--- Task description ---
From the line that includes "Task: place one keypoint on every instance of the clear" to the last line of the data, quote each line precisely; both boundary lines belong in the answer.

### Dataset excerpts ###

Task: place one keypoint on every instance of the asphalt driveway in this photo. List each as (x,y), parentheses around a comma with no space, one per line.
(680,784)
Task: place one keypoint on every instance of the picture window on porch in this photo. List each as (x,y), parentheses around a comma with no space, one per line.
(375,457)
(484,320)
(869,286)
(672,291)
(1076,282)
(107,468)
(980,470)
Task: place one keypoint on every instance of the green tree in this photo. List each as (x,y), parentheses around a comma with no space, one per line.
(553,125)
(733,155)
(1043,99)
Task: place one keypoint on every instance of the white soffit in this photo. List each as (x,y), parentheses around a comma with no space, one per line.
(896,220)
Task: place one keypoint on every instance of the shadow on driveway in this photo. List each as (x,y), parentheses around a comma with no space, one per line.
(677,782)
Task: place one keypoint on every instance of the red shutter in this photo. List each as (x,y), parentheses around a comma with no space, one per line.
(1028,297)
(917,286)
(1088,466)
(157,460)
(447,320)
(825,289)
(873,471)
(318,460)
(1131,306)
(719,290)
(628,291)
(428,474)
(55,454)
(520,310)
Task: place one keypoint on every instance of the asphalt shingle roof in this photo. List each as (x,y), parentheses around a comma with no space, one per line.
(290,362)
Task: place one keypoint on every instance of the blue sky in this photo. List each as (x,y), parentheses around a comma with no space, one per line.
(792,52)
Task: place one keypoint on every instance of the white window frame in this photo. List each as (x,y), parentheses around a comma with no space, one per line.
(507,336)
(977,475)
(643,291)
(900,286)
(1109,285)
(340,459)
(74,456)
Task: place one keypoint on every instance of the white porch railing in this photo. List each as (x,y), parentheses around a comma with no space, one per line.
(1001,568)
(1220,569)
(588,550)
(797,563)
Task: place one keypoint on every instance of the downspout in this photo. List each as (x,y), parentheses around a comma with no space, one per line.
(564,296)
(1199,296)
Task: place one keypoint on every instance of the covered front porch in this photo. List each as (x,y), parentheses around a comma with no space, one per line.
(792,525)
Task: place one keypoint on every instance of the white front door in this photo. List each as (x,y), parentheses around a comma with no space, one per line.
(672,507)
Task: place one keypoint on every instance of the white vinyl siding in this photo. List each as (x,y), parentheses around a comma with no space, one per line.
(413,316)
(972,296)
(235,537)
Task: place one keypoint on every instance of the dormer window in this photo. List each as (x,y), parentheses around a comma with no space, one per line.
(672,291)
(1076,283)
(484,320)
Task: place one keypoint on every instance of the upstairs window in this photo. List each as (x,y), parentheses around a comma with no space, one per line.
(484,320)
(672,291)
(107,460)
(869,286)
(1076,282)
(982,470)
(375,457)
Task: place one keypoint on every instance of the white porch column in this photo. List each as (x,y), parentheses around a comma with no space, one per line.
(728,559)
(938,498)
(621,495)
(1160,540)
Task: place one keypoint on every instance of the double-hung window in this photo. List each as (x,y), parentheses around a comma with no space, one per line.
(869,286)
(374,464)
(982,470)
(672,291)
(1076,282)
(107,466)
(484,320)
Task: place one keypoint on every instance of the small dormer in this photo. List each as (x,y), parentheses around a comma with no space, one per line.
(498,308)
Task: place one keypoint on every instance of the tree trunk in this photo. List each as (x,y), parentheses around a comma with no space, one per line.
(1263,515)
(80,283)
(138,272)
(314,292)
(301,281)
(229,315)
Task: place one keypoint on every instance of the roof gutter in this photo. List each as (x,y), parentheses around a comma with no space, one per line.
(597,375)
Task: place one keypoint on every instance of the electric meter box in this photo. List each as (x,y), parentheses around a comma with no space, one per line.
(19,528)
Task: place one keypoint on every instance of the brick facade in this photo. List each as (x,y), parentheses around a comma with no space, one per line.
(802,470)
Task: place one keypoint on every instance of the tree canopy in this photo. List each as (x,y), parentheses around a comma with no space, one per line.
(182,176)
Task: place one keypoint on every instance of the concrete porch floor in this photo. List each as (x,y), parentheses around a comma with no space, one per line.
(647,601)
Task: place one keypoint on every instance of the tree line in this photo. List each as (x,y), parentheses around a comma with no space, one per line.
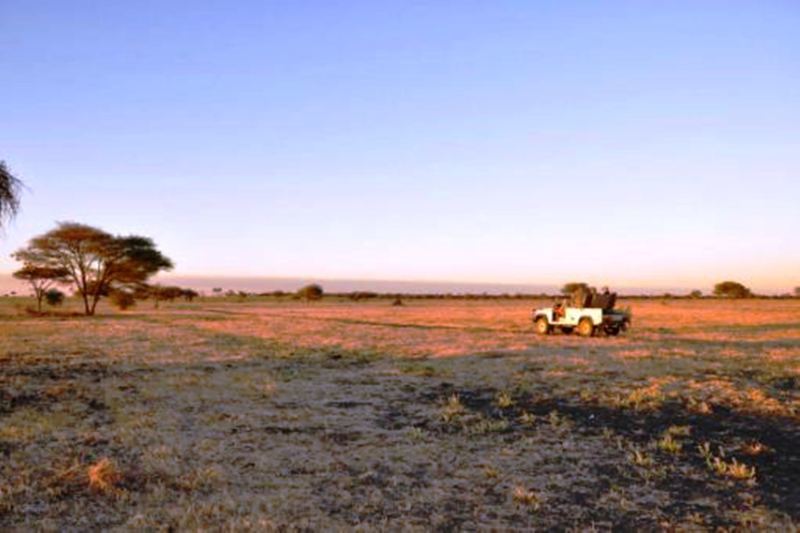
(97,264)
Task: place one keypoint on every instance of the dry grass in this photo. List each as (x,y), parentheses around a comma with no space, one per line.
(261,415)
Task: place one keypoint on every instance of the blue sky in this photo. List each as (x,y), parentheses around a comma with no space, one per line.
(625,143)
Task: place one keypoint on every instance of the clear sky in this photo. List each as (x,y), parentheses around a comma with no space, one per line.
(625,143)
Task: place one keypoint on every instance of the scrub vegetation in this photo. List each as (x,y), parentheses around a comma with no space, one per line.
(264,413)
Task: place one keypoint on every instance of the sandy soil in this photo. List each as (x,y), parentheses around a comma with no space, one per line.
(445,414)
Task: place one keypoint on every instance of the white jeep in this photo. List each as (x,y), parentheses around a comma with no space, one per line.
(591,314)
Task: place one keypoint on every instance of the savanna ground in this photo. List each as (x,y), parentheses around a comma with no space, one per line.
(441,414)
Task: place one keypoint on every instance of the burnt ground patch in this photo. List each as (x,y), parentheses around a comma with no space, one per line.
(777,469)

###

--- Output for this task ---
Task: place one keypoint on every instance of the clear sky in this photo. List each as (x,y), parentheses around a comma with no space, one per line.
(625,143)
Task: place one keypoint on every instance of the scrub vegetation in this photo. List each as (x,y), parentheses around a comma with no space, one per line.
(264,413)
Task: place one keypoint on every instance of the sandy soil in this photo. List each as (x,y), parentheses around a comma with no space, one per line.
(445,414)
Task: place one keypoint on every instance of the white jeep in this photo. List each as (x,y), parentheses around a comma with no space, one per line.
(591,314)
Task: place one keypoint on every instance of the savanna ground in this photo. List each as (x,y), parentheses around a comma with no space, one per line.
(441,414)
Task: place one keypoint on every instance of the burnt ground patch in this photo. List each as (x,y), parentheses around a comma with no space, one per line.
(777,469)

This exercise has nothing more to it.